> _What you are asked to do_
Could you render the records below as a Markdown table with the columns "Line no." and "Record text", one row per line, skipping blank lines and leaving out the pictures?

> _Data_
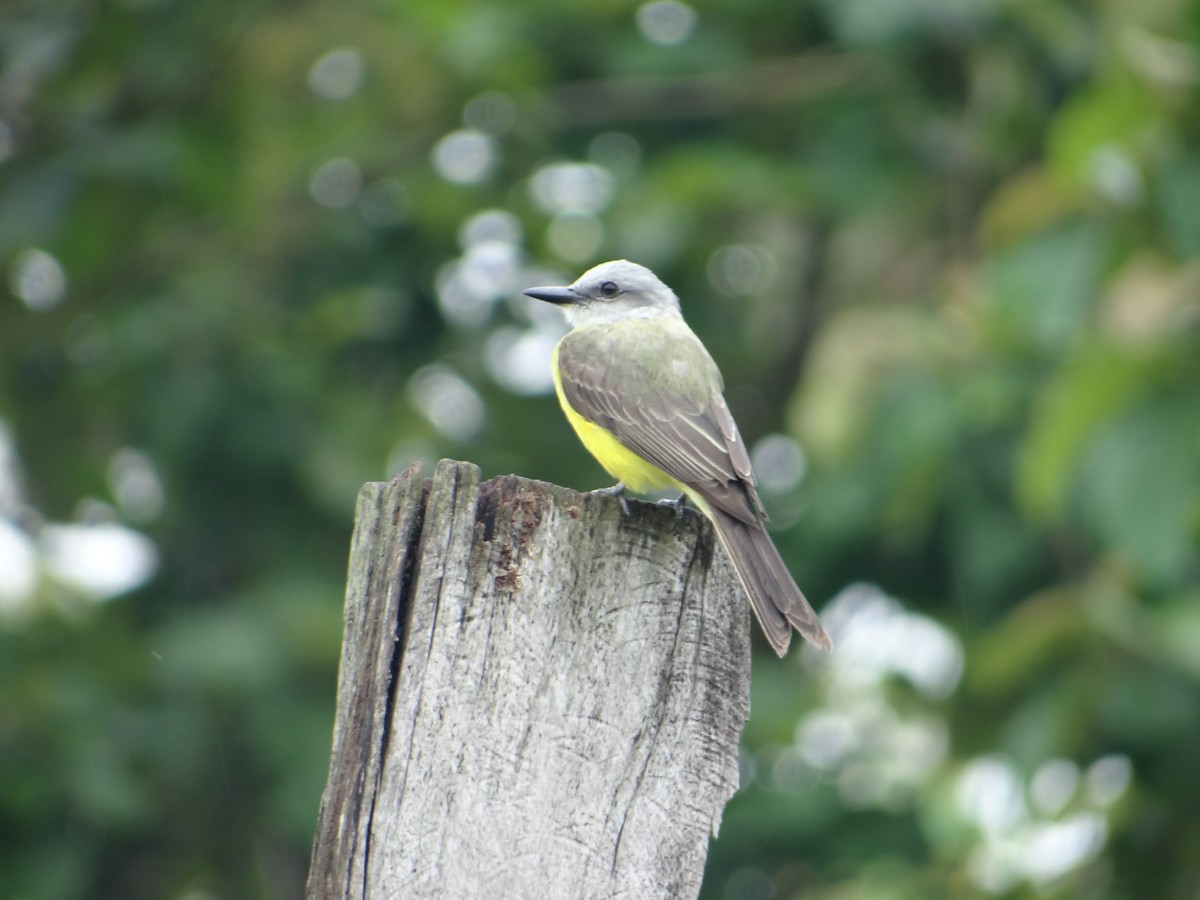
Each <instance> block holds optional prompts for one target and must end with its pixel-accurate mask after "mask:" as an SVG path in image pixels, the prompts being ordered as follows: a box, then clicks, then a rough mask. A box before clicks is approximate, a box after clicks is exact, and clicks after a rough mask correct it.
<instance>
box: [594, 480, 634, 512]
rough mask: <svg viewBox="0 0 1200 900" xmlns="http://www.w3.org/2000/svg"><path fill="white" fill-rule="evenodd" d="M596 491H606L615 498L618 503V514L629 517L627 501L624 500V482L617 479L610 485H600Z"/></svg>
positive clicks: (624, 496)
mask: <svg viewBox="0 0 1200 900" xmlns="http://www.w3.org/2000/svg"><path fill="white" fill-rule="evenodd" d="M596 493H607V494H612V496H613V497H616V498H617V503H619V504H620V514H622V515H623V516H625V517H626V518H628V517H629V503H628V502H626V500H625V482H624V481H618V482H617V484H616V485H613V486H612V487H601V488H600V490H599V491H598V492H596Z"/></svg>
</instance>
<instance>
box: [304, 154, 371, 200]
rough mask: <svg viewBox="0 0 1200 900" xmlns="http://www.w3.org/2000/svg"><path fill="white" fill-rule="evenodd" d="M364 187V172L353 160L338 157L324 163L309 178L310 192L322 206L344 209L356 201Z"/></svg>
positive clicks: (315, 199)
mask: <svg viewBox="0 0 1200 900" xmlns="http://www.w3.org/2000/svg"><path fill="white" fill-rule="evenodd" d="M361 187H362V173H361V170H360V169H359V166H358V163H355V162H354V161H353V160H346V158H337V160H330V161H329V162H326V163H324V164H322V166H320V167H319V168H318V169H317V170H316V172H314V173H312V178H311V179H310V180H308V193H311V194H312V198H313V199H314V200H317V203H319V204H320V205H322V206H328V208H329V209H344V208H346V206H349V205H350V204H352V203H354V200H355V198H356V197H358V196H359V191H360V190H361Z"/></svg>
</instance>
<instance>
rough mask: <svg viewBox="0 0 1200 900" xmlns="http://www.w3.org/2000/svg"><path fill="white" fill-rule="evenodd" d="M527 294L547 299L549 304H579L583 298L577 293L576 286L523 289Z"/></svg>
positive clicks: (542, 298) (535, 297) (546, 301)
mask: <svg viewBox="0 0 1200 900" xmlns="http://www.w3.org/2000/svg"><path fill="white" fill-rule="evenodd" d="M521 293H522V294H524V295H526V296H532V298H535V299H538V300H545V301H546V302H547V304H577V302H578V301H580V300H581V299H582V298H581V296H580V295H578V294H576V293H575V288H571V287H565V288H529V289H527V290H522V292H521Z"/></svg>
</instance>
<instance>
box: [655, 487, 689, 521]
mask: <svg viewBox="0 0 1200 900" xmlns="http://www.w3.org/2000/svg"><path fill="white" fill-rule="evenodd" d="M659 505H660V506H671V508H672V509H673V510H674V511H676V522H683V511H684V510H685V509H688V494H685V493H680V494H679V496H678V497H676V498H674V499H673V500H659Z"/></svg>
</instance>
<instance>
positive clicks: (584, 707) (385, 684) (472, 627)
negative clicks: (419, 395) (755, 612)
mask: <svg viewBox="0 0 1200 900" xmlns="http://www.w3.org/2000/svg"><path fill="white" fill-rule="evenodd" d="M629 505H630V515H629V516H628V517H625V516H623V514H622V510H620V505H619V504H618V502H617V499H616V498H613V497H611V496H606V494H602V493H599V494H596V493H593V494H580V493H576V492H575V491H569V490H565V488H562V487H556V486H553V485H547V484H544V482H539V481H528V480H524V479H518V478H515V476H506V478H497V479H492V480H491V481H488V482H487V484H484V485H480V484H479V470H478V469H476V468H475V467H474V466H470V464H467V463H461V462H451V461H443V462H440V463H439V464H438V467H437V470H436V473H434V475H433V479H432V480H431V481H425V480H422V479H421V478H419V467H416V466H414V467H413V468H410V469H409V470H408V472H406V473H404V474H402V475H400V476H398V478H396V479H395V480H392V481H391V482H390V484H368V485H366V486H365V487H364V488H362V492H361V493H360V494H359V503H358V520H356V524H355V530H354V541H353V547H352V550H350V564H349V578H348V584H347V594H346V632H344V642H343V647H342V662H341V672H340V676H338V685H337V716H336V722H335V728H334V749H332V758H331V761H330V769H329V782H328V785H326V787H325V792H324V794H323V797H322V803H320V812H319V816H318V821H317V839H316V844H314V847H313V856H312V869H311V871H310V875H308V886H307V898H308V899H310V900H330V899H335V898H346V899H349V898H355V899H358V898H365V899H372V900H392V899H395V898H406V899H410V898H439V899H443V898H445V899H454V900H458V899H460V898H505V900H509V899H514V898H517V899H520V898H535V899H536V900H558V899H559V898H562V899H563V900H568V899H569V900H580V899H581V898H616V896H620V898H630V899H635V898H636V899H637V900H648V899H650V898H695V896H696V894H697V892H698V890H700V881H701V876H702V874H703V868H704V857H706V853H707V850H708V836H709V833H710V832H715V829H716V826H718V824H719V822H720V817H721V810H722V808H724V806H725V803H726V800H727V799H728V798H730V796H731V794H732V793H733V792H734V790H737V785H738V738H739V734H740V732H742V726H743V725H744V722H745V719H746V715H748V713H749V680H750V677H749V673H750V646H749V616H748V608H749V607H748V604H746V601H745V598H744V596H743V593H742V588H740V586H739V584H738V582H737V577H736V576H734V574H733V570H732V568H731V566H730V565H728V562H727V559H726V558H725V556H724V553H721V552H719V551H716V552H714V547H715V546H716V545H715V539H714V534H713V530H712V528H710V527H709V526H708V523H707V522H706V521H704V520H703V517H702V516H698V515H696V514H695V512H692V511H689V512H688V514H686V515H685V516H684V518H683V521H682V522H680V521H677V518H676V514H674V511H673V510H672V509H670V508H664V506H656V505H653V504H646V503H637V502H630V504H629Z"/></svg>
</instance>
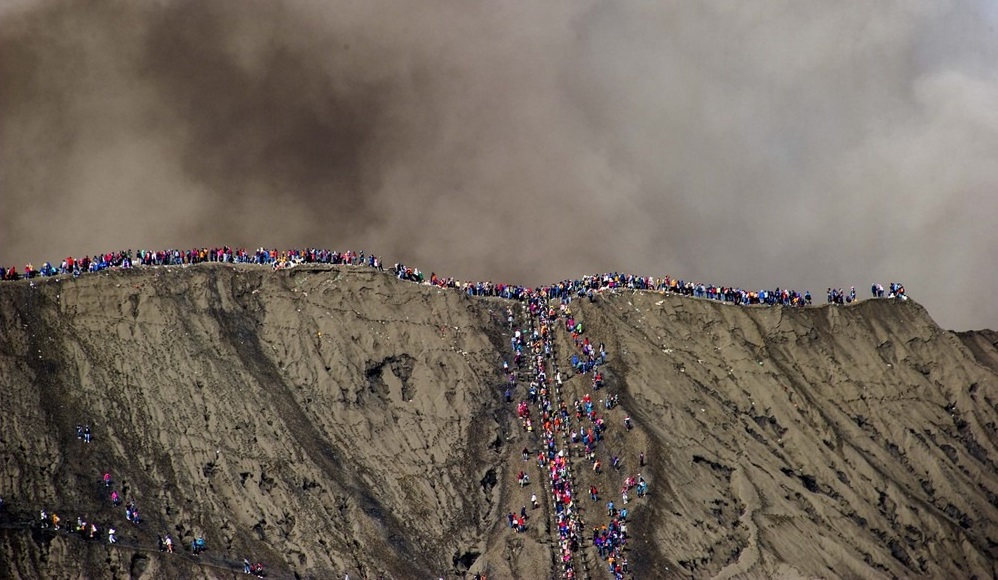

> _Result of this task_
| Line no. | Record text |
|---|---|
| 1 | Each <instance> block holds optional prompts for one target and must end with its pixel-accurate mask after "mask:" as an SVG path in image pixels, the prompts being ordered as follows: a box, then clicks, then a rough mask. A box before clicks is approximate, a box after clicks is exact, and clicks after a rough mask correct it. |
| 2 | <instance> |
| 3 | box: [594, 480, 634, 512] |
| 4 | rough mask: <svg viewBox="0 0 1200 900" xmlns="http://www.w3.org/2000/svg"><path fill="white" fill-rule="evenodd" d="M596 491H606L615 498L618 503V514L629 517L627 501L624 500V482L617 479L610 485H600Z"/></svg> |
| 5 | positive clicks: (624, 496) |
| 6 | mask: <svg viewBox="0 0 1200 900" xmlns="http://www.w3.org/2000/svg"><path fill="white" fill-rule="evenodd" d="M596 493H607V494H612V496H613V497H616V498H617V503H619V504H620V514H622V515H623V516H625V517H626V518H628V517H629V503H628V502H626V500H625V482H624V481H618V482H617V484H616V485H613V486H612V487H601V488H600V490H599V491H598V492H596Z"/></svg> |
| 7 | </instance> |
| 8 | <instance> |
| 9 | box: [304, 154, 371, 200] |
| 10 | rough mask: <svg viewBox="0 0 1200 900" xmlns="http://www.w3.org/2000/svg"><path fill="white" fill-rule="evenodd" d="M364 187V172L353 160L338 157L324 163L309 178L310 192L322 206L344 209L356 201Z"/></svg> |
| 11 | positive clicks: (315, 199) |
| 12 | mask: <svg viewBox="0 0 1200 900" xmlns="http://www.w3.org/2000/svg"><path fill="white" fill-rule="evenodd" d="M361 187H362V173H361V170H360V169H359V166H358V163H355V162H354V161H353V160H346V158H337V160H330V161H329V162H326V163H324V164H322V166H320V167H319V168H318V169H317V170H316V172H314V173H312V178H311V179H310V180H308V193H311V194H312V198H313V199H314V200H317V203H319V204H320V205H322V206H328V208H329V209H344V208H346V206H349V205H350V204H352V203H354V200H355V198H356V197H358V196H359V191H360V190H361Z"/></svg> |
| 13 | </instance> |
| 14 | <instance> |
| 15 | rough mask: <svg viewBox="0 0 1200 900" xmlns="http://www.w3.org/2000/svg"><path fill="white" fill-rule="evenodd" d="M527 294L547 299L549 304H579L583 298L577 293L576 286L523 289Z"/></svg> |
| 16 | positive clicks: (542, 298) (535, 297) (546, 301) |
| 17 | mask: <svg viewBox="0 0 1200 900" xmlns="http://www.w3.org/2000/svg"><path fill="white" fill-rule="evenodd" d="M521 293H522V294H524V295H526V296H532V298H535V299H538V300H545V301H546V302H547V304H577V302H578V301H580V300H581V299H582V298H581V296H580V295H578V294H576V293H575V288H571V287H565V288H529V289H527V290H522V292H521Z"/></svg> |
| 18 | </instance> |
| 19 | <instance> |
| 20 | box: [655, 487, 689, 521] |
| 21 | mask: <svg viewBox="0 0 1200 900" xmlns="http://www.w3.org/2000/svg"><path fill="white" fill-rule="evenodd" d="M659 505H660V506H671V508H672V509H673V510H674V511H676V522H683V511H684V510H685V509H688V494H685V493H680V494H679V496H678V497H676V498H674V499H673V500H659Z"/></svg> |
| 22 | </instance> |
| 23 | <instance> |
| 24 | positive clicks: (584, 707) (385, 684) (472, 627) |
| 25 | negative clicks: (419, 395) (755, 612) |
| 26 | mask: <svg viewBox="0 0 1200 900" xmlns="http://www.w3.org/2000/svg"><path fill="white" fill-rule="evenodd" d="M629 505H630V515H629V516H628V517H625V516H623V514H622V510H620V505H619V504H618V502H617V499H616V498H613V497H611V496H606V494H602V493H599V494H596V493H593V494H580V493H576V492H575V491H569V490H565V488H562V487H556V486H553V485H547V484H544V482H539V481H528V480H524V479H518V478H515V476H506V478H497V479H492V480H491V481H488V482H487V484H484V485H480V484H479V470H478V469H476V468H475V467H474V466H470V464H467V463H461V462H451V461H443V462H440V463H439V464H438V467H437V470H436V473H434V475H433V479H432V480H431V481H425V480H422V479H421V478H419V467H416V466H414V467H413V468H410V469H409V470H408V472H406V473H404V474H402V475H400V476H398V478H396V479H395V480H392V481H391V482H390V484H368V485H366V486H365V487H364V488H362V492H361V493H360V494H359V503H358V520H356V524H355V530H354V541H353V547H352V550H350V564H349V578H348V584H347V594H346V632H344V642H343V647H342V662H341V672H340V676H338V685H337V716H336V722H335V728H334V749H332V758H331V761H330V769H329V782H328V785H326V787H325V792H324V794H323V797H322V803H320V812H319V816H318V821H317V839H316V844H314V847H313V856H312V869H311V871H310V875H308V886H307V898H308V899H310V900H330V899H335V898H346V899H349V898H355V899H358V898H365V899H372V900H392V899H395V898H406V899H410V898H439V899H443V898H445V899H454V900H458V899H460V898H505V900H509V899H514V898H517V899H520V898H535V899H536V900H558V899H559V898H562V899H563V900H568V899H569V900H580V899H581V898H616V896H620V898H630V899H635V898H636V899H637V900H648V899H650V898H695V896H696V894H697V892H698V890H700V881H701V876H702V874H703V868H704V857H706V853H707V850H708V836H709V833H710V832H715V829H716V826H718V824H719V822H720V817H721V810H722V808H724V806H725V803H726V800H727V799H728V798H730V796H731V794H732V793H733V792H734V790H737V785H738V738H739V734H740V732H742V726H743V725H744V722H745V719H746V715H748V713H749V680H750V677H749V673H750V646H749V616H748V608H749V607H748V604H746V601H745V598H744V596H743V593H742V588H740V586H739V584H738V582H737V577H736V576H734V574H733V570H732V568H731V566H730V565H728V562H727V559H726V558H725V556H724V553H721V552H719V551H716V552H714V547H715V546H716V545H715V539H714V534H713V530H712V528H710V527H709V526H708V523H707V522H706V521H704V520H703V517H702V516H698V515H696V514H695V512H692V511H689V512H688V514H686V515H685V516H684V518H683V521H682V522H680V521H677V518H676V514H674V511H673V510H672V509H670V508H664V506H656V505H653V504H646V503H637V502H630V504H629Z"/></svg> |
| 27 | </instance> |